§ What the task requires
Print every record below exactly as written.

Saved entries:
▼▼▼

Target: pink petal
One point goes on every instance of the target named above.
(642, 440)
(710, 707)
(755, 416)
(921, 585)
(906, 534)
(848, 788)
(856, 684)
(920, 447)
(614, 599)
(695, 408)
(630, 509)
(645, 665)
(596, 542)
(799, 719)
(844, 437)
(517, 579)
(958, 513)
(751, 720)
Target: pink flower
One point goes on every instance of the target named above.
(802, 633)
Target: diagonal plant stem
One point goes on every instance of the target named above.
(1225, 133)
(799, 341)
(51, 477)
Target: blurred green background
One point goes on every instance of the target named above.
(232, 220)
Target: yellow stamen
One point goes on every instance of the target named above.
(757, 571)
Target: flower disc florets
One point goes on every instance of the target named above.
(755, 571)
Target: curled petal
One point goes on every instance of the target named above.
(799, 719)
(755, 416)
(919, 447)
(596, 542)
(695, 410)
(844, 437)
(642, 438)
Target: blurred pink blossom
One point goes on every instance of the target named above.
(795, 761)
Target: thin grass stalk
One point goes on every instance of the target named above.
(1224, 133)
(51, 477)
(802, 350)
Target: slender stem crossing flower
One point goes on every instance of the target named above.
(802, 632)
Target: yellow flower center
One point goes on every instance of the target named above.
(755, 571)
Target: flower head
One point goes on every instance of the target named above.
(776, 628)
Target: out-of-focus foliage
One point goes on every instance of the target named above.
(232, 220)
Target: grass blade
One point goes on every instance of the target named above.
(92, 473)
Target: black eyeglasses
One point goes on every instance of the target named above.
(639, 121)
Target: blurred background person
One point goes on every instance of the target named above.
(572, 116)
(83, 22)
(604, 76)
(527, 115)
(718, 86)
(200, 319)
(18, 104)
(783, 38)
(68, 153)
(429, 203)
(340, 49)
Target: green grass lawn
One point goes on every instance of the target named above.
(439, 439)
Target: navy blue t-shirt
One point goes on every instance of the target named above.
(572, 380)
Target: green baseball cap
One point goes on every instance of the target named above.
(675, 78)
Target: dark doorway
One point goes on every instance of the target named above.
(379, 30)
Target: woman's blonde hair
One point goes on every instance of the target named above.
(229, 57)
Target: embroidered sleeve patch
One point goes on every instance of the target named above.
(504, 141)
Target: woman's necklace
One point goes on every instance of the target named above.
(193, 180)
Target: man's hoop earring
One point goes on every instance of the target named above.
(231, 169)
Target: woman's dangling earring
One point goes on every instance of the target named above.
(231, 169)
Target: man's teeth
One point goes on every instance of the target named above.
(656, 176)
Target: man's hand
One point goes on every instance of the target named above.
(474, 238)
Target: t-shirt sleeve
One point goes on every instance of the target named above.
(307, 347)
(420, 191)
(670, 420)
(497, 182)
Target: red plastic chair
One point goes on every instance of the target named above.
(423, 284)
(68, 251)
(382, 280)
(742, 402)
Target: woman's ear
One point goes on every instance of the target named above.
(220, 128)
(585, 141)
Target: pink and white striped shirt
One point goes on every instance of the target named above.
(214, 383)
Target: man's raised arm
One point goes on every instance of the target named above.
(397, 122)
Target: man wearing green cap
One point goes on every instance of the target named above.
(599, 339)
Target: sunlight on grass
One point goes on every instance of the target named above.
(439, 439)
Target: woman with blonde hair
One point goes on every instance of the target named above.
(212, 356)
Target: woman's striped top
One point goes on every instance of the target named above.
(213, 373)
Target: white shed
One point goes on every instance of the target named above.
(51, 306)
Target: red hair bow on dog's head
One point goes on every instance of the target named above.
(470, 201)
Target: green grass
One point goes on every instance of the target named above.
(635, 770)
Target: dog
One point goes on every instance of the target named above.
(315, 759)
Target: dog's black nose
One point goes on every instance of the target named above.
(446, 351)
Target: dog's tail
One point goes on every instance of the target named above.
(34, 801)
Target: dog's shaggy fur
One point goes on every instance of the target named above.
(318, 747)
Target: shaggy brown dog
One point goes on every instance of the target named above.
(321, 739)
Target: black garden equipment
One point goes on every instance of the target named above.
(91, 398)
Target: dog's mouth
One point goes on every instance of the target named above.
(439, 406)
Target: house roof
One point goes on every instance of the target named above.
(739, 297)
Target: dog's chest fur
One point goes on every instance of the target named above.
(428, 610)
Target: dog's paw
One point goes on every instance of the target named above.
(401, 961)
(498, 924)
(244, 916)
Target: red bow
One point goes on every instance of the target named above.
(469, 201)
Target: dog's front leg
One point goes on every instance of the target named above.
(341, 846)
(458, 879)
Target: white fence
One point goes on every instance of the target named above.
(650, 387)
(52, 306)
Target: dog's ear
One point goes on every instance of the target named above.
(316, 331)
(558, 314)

▲▲▲

§ Complete output
Target: pink petal
One point goes on every instance of the target named above.
(642, 440)
(710, 707)
(755, 416)
(921, 585)
(906, 534)
(848, 788)
(856, 684)
(920, 447)
(614, 599)
(695, 408)
(630, 509)
(645, 665)
(596, 542)
(799, 719)
(844, 437)
(517, 579)
(958, 513)
(751, 720)
Target: pink flower
One point goes on every instance of the target named above.
(802, 633)
Target: diagonal plant stem
One point goes on every instance of the target named above.
(1225, 133)
(799, 341)
(51, 477)
Target: blurred green background
One point goes on every instance of the target named above.
(232, 220)
Target: yellow stamen
One point goes on every instance of the target named above.
(757, 571)
Target: flower disc florets
One point goes on every instance of the target named above.
(755, 571)
Target: curled petal
One point goes on every instance of the target named above.
(799, 719)
(755, 416)
(919, 447)
(596, 542)
(695, 410)
(844, 437)
(642, 438)
Target: blurred pink blossom
One point goes on every instance of the target named above.
(795, 761)
Target: thin grass stalk
One point goes on every instance of the target named above.
(1224, 133)
(51, 477)
(802, 350)
Target: slender stem crossing flower
One point goes on every instance of the target named above.
(802, 632)
Target: yellow flower center
One point goes on every instance of the target named above.
(755, 571)
Target: flower head
One point goes on every instance of the target named above.
(776, 628)
Target: out-of-focus foliage
One point goes on every instance of the target named above.
(232, 220)
Target: grass blade
One point goes on every instance of the target named above.
(92, 473)
Target: black eyeglasses
One point goes on every instance of the target named above.
(639, 121)
Target: blurred background person
One point goes on every instance of the target named above.
(572, 116)
(83, 22)
(604, 76)
(527, 115)
(718, 86)
(200, 319)
(18, 104)
(783, 38)
(68, 153)
(429, 203)
(340, 49)
Target: green grass lawn
One point goes on every instance of the target named above.
(439, 439)
Target: navy blue t-shirt
One point goes on every instance of the target named above.
(572, 380)
Target: green baseball cap
One point goes on every instance of the target named above.
(675, 78)
Target: dark doorway
One point goes on every instance of the target named above.
(379, 30)
Target: woman's blonde hair
One point goes on every instance of the target named above.
(229, 57)
Target: embroidered sleeve patch
One point goes on every instance of the target named above.
(504, 141)
Target: woman's necklace
One point goes on every instance of the target named above.
(193, 180)
Target: man's hoop earring
One point goes on every instance of the target named above.
(231, 169)
Target: woman's dangling earring
One point goes on every instance of the target named above.
(231, 169)
Target: man's teeth
One point goes on every instance of the target named above.
(656, 176)
Target: man's hand
One point goes on every instance of the target named above.
(474, 238)
Target: t-shirt sleeve
One point goes on every instance of the target named above.
(307, 347)
(420, 191)
(670, 420)
(497, 182)
Target: red plastic chair
One point goes on every instance of the target named above.
(423, 284)
(68, 251)
(382, 280)
(742, 402)
Target: woman's ear
One point goes on every instance of the target named above.
(220, 128)
(585, 141)
Target: pink and white striped shirt
One point goes on every instance of the target named above.
(214, 383)
Target: man's raised arm
One point goes on every instance of the target named above.
(397, 122)
Target: man wearing green cap
One point goes on every instance of the target named above.
(599, 339)
Target: sunlight on grass
One point goes on every instance of the target named above.
(439, 439)
Target: woman with blonde hair
One point goes on every instance of the target named above.
(212, 356)
Target: woman's striped top
One point goes on every instance of the target named above.
(213, 373)
Target: white shed
One point goes on every instance of the target named above.
(51, 306)
Target: red hair bow on dog's head
One point goes on every instance of the target named above.
(470, 201)
Target: green grass
One point goes on every instance of the target named above.
(635, 770)
Target: dog
One point goes on every instance of the target named above.
(315, 759)
Target: dog's black nose
One point goes on every instance of the target named above.
(446, 351)
Target: dog's tail
One point goes on every instance of the target named above.
(34, 801)
Target: dog's shaggy fur
One point goes on every instance of the target named above.
(318, 747)
Target: shaggy brown dog
One point goes on every instance of the target named above.
(321, 739)
Target: black garden equipment
One point goes on every instance of the target named above.
(91, 398)
Target: dog's mouth
One point goes on every instance of the target named above.
(439, 406)
Target: house roof
One point goes on every instance of the target named above.
(739, 297)
Target: dog's chest fur
One point goes on every instance of the target named above.
(428, 610)
Target: dog's paw
One point goes on every instance of the target named above.
(401, 961)
(498, 924)
(244, 916)
Target: red bow
One point goes on every instance of the target named above.
(469, 201)
Target: dog's front leg
One point goes on every instance of the target named above.
(341, 846)
(458, 879)
Target: white fence
One point goes on every instance of the target named above.
(650, 387)
(52, 306)
Target: dog's ear
One point goes on every instance of the target named above.
(316, 331)
(558, 314)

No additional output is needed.